Exercise objective: Reproduce the listing verbatim.

Dataset records about object locations:
################
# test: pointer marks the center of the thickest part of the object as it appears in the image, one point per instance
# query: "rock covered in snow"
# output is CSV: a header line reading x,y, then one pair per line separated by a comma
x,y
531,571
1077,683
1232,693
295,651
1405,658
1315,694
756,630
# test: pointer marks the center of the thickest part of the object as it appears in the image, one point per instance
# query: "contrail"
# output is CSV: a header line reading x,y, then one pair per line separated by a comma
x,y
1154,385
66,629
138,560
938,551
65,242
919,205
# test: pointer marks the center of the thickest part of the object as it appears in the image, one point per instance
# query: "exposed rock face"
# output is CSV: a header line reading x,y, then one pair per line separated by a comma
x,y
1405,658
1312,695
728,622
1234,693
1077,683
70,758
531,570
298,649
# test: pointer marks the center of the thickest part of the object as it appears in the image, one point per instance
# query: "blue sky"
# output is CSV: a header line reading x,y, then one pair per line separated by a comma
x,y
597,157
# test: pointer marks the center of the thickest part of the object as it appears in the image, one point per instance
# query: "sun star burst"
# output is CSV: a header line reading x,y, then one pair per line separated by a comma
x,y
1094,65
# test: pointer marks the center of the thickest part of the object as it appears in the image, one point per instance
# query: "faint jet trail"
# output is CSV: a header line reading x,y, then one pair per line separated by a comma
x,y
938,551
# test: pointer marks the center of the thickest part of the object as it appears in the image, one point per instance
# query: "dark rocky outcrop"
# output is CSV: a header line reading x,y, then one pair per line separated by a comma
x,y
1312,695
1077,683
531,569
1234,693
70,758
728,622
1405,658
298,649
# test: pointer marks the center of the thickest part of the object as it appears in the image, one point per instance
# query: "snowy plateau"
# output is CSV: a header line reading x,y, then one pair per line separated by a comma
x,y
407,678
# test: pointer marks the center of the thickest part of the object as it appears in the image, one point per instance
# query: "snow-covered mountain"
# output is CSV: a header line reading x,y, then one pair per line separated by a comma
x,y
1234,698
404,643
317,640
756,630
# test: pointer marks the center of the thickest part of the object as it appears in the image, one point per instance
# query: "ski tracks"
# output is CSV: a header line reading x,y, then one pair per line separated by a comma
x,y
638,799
################
Full solution:
# test: pointer marks the center of the thickest part of the object as it appears in the image, one point per instance
# query: "rock covered in snow"
# output is CSV: a header line reading x,y, then one pair per line separated by a comma
x,y
531,571
1077,683
1232,693
295,651
1405,658
1315,694
756,630
# test: pointer marks the center of the thickest part of the object as it appears in the image, one point per instance
# query: "contrail"
# output is CSV: a header line reading x,y, then one pair per line separated by a comma
x,y
1154,385
66,629
138,560
938,551
65,242
919,205
# test: pointer marks the center of the thickest part of the object as it appears in the image, one point per instance
# query: "exposed rock face"
# output is CSV: a header line reading x,y, then one pair per line separated by a comma
x,y
1405,658
1312,695
728,622
1234,693
1077,683
70,758
531,570
298,649
# test: pointer marks the center of the thickest part of the object as it appears in the image, one point per instance
# query: "blue sky"
# output is CSV: a header line reading x,y, then one pair per line separated by a comma
x,y
597,157
# test: pointer marks the center of the thickest part of the object as it appears in the image, one point per instance
# query: "sun star burst"
# output is CSV: a header line reading x,y, then one pair per line separated by a comma
x,y
1094,65
# test: pointer marks the center of the thickest part of the object as it appears in the image, one point per instance
# query: "faint jet trail"
# output is CSV: a header line reading x,y, then one pair per line separated by a comma
x,y
938,551
# test: pointer marks the center of the thickest part of the object as it appears in the image, one point per instance
# query: "dark rocky outcrop"
# output is CSV: a header line reading x,y, then one pair per line separated by a comma
x,y
1312,695
1077,683
531,569
1234,693
70,758
728,622
1405,658
298,649
# test: pointer marks the center of the thickest part of the object as it appears in the image, one point per instance
# query: "snowy plateau"
# output is CSV: a header line reading x,y, then one pair per line separated by a comma
x,y
407,678
# test: pointer marks the center of the thickest part of the object as it appears in the image, one point per instance
# query: "snow-covered mountain"
# output is CSV: a header line reading x,y, then one pair per line separated by a comma
x,y
1234,698
404,643
317,640
756,630
# test: pointer marks the center of the thickest part of the object as it appears in the image, one point per instance
# query: "ski tracks"
# output is CSV: a header line reading x,y, then one pair per line separated by a comma
x,y
638,799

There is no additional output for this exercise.